## WHAT TO PRODUCE
Pick out each row below that contains the word "transmission" and copy every such row in full.

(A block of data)
## Begin
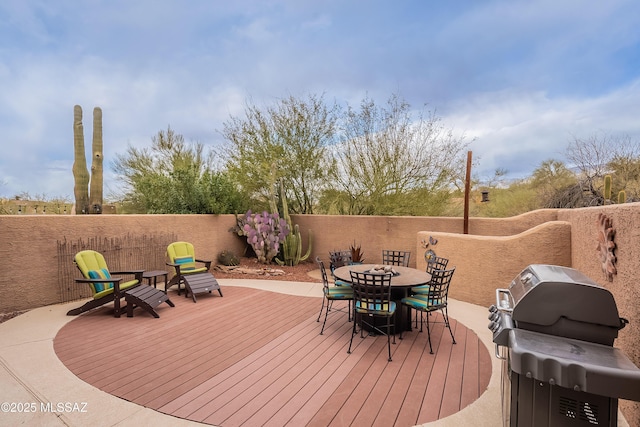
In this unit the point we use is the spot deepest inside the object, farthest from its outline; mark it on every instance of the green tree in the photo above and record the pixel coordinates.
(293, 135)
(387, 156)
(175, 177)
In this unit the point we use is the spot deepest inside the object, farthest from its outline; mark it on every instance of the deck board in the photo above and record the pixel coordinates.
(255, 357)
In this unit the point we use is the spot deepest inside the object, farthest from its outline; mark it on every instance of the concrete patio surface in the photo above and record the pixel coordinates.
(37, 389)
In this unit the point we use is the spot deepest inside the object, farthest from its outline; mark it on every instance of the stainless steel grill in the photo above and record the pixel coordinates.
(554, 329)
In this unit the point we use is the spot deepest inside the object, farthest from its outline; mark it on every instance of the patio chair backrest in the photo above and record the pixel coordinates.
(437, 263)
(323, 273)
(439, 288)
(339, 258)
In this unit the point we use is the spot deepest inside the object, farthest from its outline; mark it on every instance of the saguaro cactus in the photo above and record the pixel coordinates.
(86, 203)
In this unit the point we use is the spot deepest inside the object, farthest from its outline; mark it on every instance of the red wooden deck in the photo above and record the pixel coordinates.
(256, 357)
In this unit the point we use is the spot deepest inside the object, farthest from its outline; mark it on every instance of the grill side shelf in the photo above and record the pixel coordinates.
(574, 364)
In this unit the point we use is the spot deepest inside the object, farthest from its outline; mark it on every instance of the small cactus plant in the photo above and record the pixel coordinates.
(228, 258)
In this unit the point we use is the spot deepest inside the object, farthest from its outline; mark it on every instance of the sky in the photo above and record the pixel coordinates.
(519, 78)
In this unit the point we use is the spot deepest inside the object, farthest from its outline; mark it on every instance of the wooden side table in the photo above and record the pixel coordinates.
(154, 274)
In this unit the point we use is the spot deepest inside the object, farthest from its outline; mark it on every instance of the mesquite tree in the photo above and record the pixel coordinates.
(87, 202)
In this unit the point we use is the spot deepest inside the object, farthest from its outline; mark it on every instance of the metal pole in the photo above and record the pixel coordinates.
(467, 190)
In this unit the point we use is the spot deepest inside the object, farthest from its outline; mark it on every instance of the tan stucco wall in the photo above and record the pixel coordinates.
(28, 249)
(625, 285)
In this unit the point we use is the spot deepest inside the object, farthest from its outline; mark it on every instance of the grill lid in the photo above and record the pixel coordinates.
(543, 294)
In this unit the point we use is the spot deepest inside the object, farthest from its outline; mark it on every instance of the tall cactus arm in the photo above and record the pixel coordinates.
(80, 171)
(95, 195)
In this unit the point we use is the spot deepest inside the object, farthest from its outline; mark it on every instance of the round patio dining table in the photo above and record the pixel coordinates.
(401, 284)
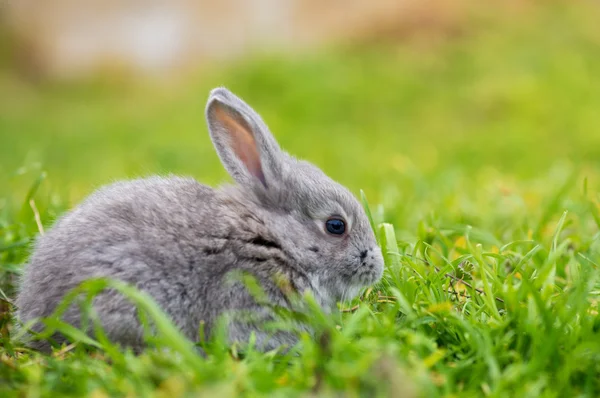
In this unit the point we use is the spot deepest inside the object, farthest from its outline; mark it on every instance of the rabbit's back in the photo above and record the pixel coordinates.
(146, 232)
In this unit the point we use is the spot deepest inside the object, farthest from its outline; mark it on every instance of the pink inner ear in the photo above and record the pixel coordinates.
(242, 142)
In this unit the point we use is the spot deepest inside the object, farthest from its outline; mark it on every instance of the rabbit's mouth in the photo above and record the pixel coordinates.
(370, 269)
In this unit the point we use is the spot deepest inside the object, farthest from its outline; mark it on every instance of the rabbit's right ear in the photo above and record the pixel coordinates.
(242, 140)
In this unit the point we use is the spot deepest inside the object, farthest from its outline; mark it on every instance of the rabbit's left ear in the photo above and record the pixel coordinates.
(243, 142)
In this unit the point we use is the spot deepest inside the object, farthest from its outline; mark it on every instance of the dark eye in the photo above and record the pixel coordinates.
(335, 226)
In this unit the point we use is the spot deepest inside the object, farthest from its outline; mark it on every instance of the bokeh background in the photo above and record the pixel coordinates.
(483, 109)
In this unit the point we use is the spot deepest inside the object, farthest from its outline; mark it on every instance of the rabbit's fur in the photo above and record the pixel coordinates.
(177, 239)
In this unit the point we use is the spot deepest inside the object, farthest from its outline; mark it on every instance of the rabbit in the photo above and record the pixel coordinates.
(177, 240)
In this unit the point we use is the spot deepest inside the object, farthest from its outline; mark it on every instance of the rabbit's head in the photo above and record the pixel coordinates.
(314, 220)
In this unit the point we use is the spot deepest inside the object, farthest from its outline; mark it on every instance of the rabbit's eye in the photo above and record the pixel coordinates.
## End
## Begin
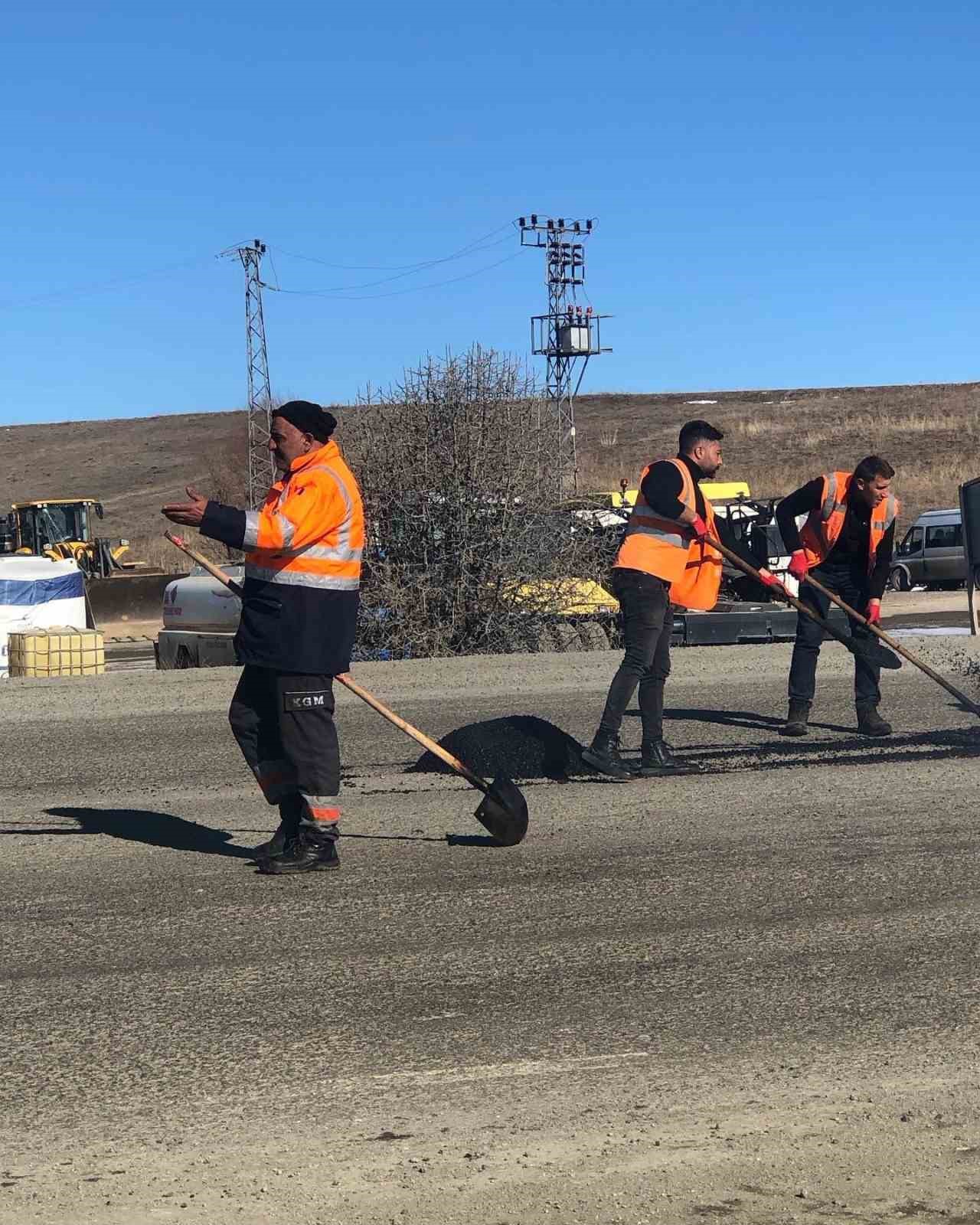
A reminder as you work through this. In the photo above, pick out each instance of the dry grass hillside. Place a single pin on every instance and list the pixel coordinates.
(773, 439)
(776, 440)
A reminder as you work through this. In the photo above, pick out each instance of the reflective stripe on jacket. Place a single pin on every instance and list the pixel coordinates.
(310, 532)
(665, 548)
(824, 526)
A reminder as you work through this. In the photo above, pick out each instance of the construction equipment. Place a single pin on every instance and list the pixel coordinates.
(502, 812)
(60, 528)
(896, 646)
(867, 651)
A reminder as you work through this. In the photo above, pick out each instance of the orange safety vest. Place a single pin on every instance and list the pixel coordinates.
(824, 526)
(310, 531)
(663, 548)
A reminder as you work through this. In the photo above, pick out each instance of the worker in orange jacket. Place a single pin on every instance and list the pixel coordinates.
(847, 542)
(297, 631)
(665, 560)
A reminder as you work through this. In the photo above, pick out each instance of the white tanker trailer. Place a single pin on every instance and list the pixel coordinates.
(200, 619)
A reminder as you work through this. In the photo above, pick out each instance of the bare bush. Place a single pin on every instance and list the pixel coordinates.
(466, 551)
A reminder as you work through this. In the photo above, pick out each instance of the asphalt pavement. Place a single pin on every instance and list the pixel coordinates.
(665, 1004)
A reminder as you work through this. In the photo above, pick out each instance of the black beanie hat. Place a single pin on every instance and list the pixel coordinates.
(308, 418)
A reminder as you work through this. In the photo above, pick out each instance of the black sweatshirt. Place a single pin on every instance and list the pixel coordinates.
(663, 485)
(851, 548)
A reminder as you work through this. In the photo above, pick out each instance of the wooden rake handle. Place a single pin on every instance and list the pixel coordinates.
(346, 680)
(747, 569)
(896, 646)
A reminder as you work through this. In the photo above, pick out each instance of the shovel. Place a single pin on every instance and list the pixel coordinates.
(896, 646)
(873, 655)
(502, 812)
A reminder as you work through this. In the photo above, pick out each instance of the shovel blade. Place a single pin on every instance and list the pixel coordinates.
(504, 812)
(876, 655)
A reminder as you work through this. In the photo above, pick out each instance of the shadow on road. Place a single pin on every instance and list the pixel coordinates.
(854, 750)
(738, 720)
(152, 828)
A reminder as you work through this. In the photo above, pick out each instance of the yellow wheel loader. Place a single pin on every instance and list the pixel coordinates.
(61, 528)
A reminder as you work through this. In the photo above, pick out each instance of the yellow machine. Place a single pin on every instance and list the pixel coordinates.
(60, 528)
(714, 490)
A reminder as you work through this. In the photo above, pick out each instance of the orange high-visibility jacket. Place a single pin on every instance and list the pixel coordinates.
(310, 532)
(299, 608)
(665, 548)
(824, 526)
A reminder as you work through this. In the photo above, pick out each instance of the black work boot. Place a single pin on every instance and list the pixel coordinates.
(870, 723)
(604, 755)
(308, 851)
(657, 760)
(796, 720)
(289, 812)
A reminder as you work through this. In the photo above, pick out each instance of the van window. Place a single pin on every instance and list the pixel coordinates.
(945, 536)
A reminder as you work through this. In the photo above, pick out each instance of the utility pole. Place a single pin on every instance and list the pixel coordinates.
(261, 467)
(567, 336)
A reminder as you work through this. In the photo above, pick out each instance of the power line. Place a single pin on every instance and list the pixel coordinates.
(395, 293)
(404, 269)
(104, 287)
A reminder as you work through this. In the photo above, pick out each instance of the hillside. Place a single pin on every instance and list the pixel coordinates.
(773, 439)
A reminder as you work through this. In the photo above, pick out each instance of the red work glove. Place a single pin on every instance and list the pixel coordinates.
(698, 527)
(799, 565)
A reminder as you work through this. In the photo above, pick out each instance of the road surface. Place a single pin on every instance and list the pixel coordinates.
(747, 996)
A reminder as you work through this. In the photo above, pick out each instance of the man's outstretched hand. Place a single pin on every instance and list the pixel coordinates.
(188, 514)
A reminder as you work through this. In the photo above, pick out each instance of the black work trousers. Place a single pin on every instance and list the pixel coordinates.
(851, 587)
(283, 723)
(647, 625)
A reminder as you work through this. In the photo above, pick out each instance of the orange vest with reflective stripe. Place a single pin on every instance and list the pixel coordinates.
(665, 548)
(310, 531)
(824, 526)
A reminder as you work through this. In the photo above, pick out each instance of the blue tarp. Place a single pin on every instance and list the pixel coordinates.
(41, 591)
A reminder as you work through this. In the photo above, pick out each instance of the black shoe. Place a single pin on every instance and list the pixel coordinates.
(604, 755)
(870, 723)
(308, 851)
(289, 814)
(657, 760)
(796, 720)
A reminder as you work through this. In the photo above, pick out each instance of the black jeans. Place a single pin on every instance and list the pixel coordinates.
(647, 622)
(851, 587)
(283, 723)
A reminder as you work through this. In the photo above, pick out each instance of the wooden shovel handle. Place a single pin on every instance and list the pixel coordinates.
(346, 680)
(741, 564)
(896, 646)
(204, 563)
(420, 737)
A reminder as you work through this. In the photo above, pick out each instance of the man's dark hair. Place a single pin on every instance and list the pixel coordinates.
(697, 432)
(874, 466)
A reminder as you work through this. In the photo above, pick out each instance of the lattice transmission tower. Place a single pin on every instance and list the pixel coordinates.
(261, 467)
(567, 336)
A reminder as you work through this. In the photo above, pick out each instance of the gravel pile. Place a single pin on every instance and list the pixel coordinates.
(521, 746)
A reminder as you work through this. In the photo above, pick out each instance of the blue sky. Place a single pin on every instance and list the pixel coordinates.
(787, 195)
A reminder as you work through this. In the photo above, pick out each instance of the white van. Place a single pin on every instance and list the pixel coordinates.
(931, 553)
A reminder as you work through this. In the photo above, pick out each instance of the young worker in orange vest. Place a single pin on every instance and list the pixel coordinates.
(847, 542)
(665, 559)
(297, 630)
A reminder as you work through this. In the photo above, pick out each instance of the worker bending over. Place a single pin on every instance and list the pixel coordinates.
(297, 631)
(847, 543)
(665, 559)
## End
## TASK ANSWER
A reminder as you work through this. In the photo above, pick out each instance of the lattice transmission tower. Place a single pin on every instance and list the pixel coordinates.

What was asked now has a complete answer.